::: Records for this task :::

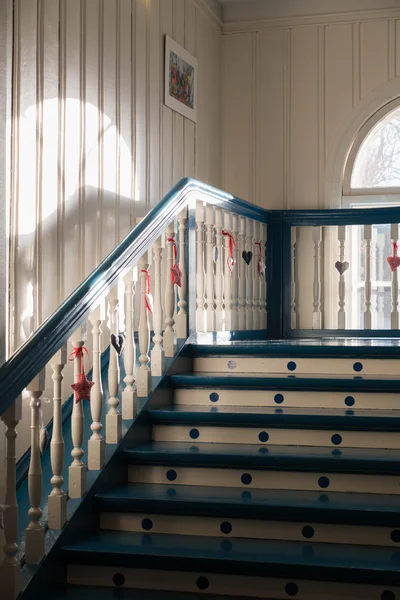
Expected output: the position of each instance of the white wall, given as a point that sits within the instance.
(295, 90)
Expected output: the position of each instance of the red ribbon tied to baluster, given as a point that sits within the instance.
(232, 244)
(176, 273)
(148, 295)
(83, 386)
(261, 264)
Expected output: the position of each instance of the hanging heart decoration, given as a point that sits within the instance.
(118, 342)
(394, 260)
(148, 296)
(342, 266)
(83, 386)
(176, 273)
(232, 244)
(247, 256)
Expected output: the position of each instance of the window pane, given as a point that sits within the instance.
(378, 160)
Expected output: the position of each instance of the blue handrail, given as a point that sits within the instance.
(36, 352)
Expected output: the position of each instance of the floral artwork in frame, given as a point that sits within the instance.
(180, 80)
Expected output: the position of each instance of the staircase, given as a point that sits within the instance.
(256, 470)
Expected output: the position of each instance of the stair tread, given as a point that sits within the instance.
(300, 418)
(253, 456)
(271, 504)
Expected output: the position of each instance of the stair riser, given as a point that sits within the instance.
(268, 480)
(297, 366)
(229, 585)
(292, 399)
(282, 437)
(253, 529)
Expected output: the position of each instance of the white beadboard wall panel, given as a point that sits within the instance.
(314, 86)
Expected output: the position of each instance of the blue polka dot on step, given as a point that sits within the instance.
(308, 532)
(226, 527)
(323, 482)
(147, 524)
(246, 479)
(291, 589)
(171, 475)
(202, 583)
(194, 434)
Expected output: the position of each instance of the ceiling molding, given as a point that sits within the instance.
(212, 10)
(314, 20)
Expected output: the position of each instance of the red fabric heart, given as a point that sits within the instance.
(393, 262)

:::

**Requirements:**
Copy out, word for word, the lines of the data from the line containing "the white beadboard" through the last line of the data, both ends included.

**Exercise solution:**
Expected output: the position of each instance of the white beadboard wall panel, given as a point that sits within the instance.
(314, 86)
Expected output: the position of each instance of the blue polka dot on step, given as a point that sits within the instance.
(308, 532)
(226, 527)
(323, 482)
(147, 524)
(246, 479)
(291, 589)
(171, 475)
(202, 583)
(194, 434)
Expected output: the position of each instance of the ceiling molding, given as a point that sits within the instance.
(212, 10)
(314, 20)
Expected output: the position of each instance of the red fabric heart, given as a point that sits within the instance.
(393, 262)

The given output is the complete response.